■ Text to read ■

The Eyasi licence excites me a lot. Look at the number of basins it has and size of them! They're double the size of the basin Tullow found oil in and there's four of them! I can see this re-rating much like PVD (2012's best performing IPO) did last year. The 2D seismic results could be juicy and the drilling could start sometime in 2014.


----------



## Crows (15 October 2013)

http://swala-energy.com/documents/2...POSITIVERESULTSFROMKIDATUSEISMICPROGRAMME.pdf

Swala Oil & Gas (Tanzania) Limited (“SOGTL”) is pleased to provide an update on the 2D 
seismic programme underway on the Kilosa-Kilombero licence (“License”) in Tanzania. Swala has 
an direct 50% interest in the license. 

The programme over the Kidatu basin area in the License has been completed and the preliminary 
interpretation of the results is positive. These results follow those observed from the programme in 
the Kilosa basin to the north that were also positive as announced by Swala in its ASX release on 18 
September. The seismic survey has now commenced over the Kilombero basin, south of the Kidatu 
basin.

■ Data segment ■
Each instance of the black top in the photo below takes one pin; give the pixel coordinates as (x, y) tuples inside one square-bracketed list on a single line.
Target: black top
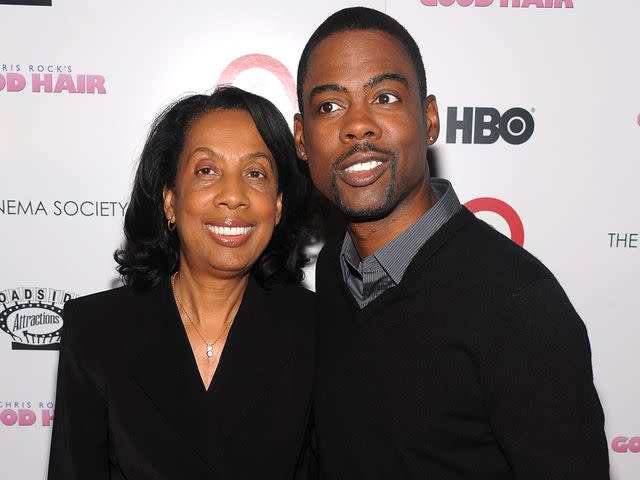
[(131, 403), (475, 366)]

■ Set problem 1 ■
Answer these questions using the thread on Tanzanian oil licences:
(a) Which IPO does the first post call 2012's best performing?
(b) What interest does Swala hold in the Kilosa-Kilombero licence?
(c) Over which basin has the seismic survey now commenced?
■ Set problem 2 ■
Name every basin that the thread on Tanzanian oil licences identifies by name.
The listing has no connection to the thread on Tanzanian oil licences.

■ Worked answer 1 ■
(a) PVD
(b) A direct 50% interest
(c) The Kilombero basin

■ Worked answer 2 ■
Kidatu basin, Kilosa basin, Kilombero basin